**DIRECTIONS**
Lines before the one containing "woman with blonde" are excluded; print that line and every line after it through the end of the material below, exactly.

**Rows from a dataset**
┌──

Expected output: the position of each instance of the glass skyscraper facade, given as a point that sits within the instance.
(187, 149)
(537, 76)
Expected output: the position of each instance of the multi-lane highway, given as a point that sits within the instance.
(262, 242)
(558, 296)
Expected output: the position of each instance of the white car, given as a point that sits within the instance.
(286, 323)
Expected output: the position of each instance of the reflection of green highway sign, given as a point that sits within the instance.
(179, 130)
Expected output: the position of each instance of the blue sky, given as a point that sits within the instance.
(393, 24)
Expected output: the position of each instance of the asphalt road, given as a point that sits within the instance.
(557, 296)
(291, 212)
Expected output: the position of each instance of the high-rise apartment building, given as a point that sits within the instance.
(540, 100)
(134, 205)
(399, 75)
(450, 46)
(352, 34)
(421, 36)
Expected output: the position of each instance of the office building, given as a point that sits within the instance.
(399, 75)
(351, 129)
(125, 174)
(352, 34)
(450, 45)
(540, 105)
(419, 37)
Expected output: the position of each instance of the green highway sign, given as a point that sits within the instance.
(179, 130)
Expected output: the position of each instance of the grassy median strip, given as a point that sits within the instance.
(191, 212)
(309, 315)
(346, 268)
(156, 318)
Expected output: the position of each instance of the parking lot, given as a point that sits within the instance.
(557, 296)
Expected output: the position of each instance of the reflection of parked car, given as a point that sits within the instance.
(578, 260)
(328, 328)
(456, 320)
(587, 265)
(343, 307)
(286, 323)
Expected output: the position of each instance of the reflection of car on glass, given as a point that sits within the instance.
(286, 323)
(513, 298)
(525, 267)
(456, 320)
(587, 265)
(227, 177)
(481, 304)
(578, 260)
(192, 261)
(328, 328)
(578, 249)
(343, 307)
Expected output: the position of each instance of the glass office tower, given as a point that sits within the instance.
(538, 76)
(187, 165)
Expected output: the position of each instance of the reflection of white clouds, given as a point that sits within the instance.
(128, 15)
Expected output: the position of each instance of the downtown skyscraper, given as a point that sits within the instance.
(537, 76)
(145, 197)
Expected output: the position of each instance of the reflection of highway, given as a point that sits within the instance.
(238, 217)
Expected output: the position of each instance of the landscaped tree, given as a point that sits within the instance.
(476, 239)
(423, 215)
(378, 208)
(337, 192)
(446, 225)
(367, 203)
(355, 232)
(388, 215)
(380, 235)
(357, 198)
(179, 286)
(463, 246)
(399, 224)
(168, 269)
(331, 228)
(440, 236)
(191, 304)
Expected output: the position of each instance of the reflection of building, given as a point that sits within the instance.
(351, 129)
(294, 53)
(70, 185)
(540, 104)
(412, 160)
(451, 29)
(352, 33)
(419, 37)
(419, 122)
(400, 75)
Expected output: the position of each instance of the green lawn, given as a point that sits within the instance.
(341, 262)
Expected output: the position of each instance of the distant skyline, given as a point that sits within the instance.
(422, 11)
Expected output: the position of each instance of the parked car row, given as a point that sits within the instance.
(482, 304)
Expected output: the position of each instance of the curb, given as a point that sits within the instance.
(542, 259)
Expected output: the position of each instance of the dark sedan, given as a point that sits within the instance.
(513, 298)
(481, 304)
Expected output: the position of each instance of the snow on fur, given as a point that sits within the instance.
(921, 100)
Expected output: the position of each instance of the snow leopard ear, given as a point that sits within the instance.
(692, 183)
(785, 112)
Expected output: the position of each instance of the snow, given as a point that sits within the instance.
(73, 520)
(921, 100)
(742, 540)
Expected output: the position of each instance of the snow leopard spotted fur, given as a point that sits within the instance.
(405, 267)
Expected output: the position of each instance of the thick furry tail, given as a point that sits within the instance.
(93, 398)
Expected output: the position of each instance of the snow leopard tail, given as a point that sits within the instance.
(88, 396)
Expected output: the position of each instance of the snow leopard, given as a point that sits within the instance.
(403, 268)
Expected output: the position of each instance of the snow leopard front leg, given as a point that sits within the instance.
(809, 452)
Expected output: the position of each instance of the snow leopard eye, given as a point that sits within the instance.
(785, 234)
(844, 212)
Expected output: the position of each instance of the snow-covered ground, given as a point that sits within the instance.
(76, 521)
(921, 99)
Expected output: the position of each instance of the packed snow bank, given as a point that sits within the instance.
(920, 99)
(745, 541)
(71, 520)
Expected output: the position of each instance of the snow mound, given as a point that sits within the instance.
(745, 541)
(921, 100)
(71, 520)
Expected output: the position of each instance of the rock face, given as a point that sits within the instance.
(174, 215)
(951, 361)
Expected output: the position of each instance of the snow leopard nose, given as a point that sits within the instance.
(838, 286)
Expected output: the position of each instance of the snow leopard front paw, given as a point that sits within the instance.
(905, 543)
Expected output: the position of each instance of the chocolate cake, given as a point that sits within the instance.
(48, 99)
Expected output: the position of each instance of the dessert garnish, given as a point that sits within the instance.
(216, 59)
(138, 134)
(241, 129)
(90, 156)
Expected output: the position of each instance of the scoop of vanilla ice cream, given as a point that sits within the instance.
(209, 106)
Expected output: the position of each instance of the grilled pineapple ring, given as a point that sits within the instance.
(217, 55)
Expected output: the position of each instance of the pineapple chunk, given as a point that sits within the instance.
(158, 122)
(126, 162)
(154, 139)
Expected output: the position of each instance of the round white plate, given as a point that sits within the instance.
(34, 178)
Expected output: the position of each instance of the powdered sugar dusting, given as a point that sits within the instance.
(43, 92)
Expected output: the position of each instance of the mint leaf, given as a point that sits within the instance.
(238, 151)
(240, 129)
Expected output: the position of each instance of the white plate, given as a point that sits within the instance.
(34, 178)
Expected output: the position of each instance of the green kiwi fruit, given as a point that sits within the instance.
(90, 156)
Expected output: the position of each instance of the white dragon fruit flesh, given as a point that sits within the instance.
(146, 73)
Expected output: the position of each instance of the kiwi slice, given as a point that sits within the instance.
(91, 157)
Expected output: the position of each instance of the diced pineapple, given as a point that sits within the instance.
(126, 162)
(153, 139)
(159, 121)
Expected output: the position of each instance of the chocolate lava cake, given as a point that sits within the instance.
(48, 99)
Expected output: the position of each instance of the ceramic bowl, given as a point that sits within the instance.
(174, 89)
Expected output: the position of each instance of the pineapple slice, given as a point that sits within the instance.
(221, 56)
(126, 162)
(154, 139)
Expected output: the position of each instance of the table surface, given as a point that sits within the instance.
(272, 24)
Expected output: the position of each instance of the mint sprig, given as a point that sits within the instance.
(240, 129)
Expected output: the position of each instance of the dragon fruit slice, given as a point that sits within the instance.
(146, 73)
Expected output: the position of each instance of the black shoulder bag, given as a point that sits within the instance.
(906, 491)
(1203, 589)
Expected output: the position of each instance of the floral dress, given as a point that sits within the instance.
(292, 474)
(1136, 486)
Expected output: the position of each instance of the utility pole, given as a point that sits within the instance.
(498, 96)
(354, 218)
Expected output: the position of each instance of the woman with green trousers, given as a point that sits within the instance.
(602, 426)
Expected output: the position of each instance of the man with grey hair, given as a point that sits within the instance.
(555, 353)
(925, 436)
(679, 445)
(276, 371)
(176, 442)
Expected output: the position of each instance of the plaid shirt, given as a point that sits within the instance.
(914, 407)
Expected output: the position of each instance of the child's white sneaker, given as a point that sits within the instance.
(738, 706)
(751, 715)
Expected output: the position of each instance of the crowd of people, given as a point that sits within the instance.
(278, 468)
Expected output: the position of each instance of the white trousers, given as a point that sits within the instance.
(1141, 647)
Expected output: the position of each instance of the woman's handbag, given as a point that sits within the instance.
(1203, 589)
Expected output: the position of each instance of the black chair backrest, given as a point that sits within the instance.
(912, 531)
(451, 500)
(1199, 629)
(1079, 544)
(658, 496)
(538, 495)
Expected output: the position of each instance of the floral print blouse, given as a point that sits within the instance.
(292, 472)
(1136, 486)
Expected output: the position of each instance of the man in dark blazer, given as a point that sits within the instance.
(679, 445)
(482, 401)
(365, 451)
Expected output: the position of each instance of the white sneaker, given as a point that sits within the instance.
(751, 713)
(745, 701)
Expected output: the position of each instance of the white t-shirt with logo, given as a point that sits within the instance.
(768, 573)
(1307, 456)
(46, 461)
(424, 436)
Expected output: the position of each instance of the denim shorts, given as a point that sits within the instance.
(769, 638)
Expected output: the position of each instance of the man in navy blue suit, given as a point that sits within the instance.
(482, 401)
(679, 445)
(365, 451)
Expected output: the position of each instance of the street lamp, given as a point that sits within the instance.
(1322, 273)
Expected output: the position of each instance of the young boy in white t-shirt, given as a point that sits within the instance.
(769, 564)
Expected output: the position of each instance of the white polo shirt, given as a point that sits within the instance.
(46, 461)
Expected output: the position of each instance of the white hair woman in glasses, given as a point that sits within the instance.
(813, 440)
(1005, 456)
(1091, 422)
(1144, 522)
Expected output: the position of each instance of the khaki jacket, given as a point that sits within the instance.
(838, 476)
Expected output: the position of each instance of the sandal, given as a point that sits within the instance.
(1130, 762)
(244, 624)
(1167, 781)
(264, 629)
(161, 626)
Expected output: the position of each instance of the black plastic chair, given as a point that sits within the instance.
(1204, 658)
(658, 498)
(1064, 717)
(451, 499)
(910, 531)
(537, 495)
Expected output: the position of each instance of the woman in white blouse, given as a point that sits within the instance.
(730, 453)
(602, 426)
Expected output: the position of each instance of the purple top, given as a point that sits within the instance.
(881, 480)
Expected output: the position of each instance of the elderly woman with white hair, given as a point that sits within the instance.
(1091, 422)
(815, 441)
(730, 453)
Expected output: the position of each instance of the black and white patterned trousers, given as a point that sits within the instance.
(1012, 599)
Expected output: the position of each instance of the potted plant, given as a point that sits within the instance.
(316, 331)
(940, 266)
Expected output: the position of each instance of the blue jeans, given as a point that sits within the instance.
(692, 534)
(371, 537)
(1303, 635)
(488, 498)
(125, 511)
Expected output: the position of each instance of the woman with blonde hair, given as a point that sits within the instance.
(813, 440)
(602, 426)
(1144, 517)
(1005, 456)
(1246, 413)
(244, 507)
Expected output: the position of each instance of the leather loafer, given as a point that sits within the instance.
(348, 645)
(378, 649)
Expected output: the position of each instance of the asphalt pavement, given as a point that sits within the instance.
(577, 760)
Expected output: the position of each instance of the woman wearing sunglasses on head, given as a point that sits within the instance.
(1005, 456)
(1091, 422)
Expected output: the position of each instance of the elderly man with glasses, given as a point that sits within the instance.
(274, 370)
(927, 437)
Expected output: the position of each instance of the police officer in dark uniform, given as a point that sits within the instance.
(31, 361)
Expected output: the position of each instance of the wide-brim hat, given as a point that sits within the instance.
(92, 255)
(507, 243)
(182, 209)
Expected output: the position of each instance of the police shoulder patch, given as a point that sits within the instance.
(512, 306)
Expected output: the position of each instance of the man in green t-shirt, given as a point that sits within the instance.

└──

**OUTPUT FOR THIS EXERCISE**
Expected output: the position of each instance of the woman with blonde hair, given as a point that sits within the instance.
(813, 440)
(602, 426)
(1144, 517)
(1005, 456)
(1246, 413)
(244, 507)
Expected output: the position of each instance of the leather loafer, given as a point that sits within the instance.
(348, 645)
(378, 649)
Expected output: the position of each instance of the asphalt pavement, given as a point that sits within the instance.
(577, 760)
Expected output: the position of each instance of the woman wearing sunglasses on head, given as a point that sits within the instance.
(1005, 456)
(1091, 422)
Expected output: the position of each instance of the elderly man with glasses, given as a point that sits within the instance.
(274, 370)
(927, 437)
Expected output: the position of each instance of the police officer in dark uniform, given as a point that sits within the instance.
(31, 361)
Expected output: the position of each instance of the wide-brim hat, given as a point that sits within the instance.
(92, 255)
(507, 243)
(182, 209)
Expected output: the position of each instance of the police shoulder patch, given as a point that sits within the instance.
(512, 306)
Expected output: the position of each instance of the man in green t-shirt, given as a point that sits within the instance.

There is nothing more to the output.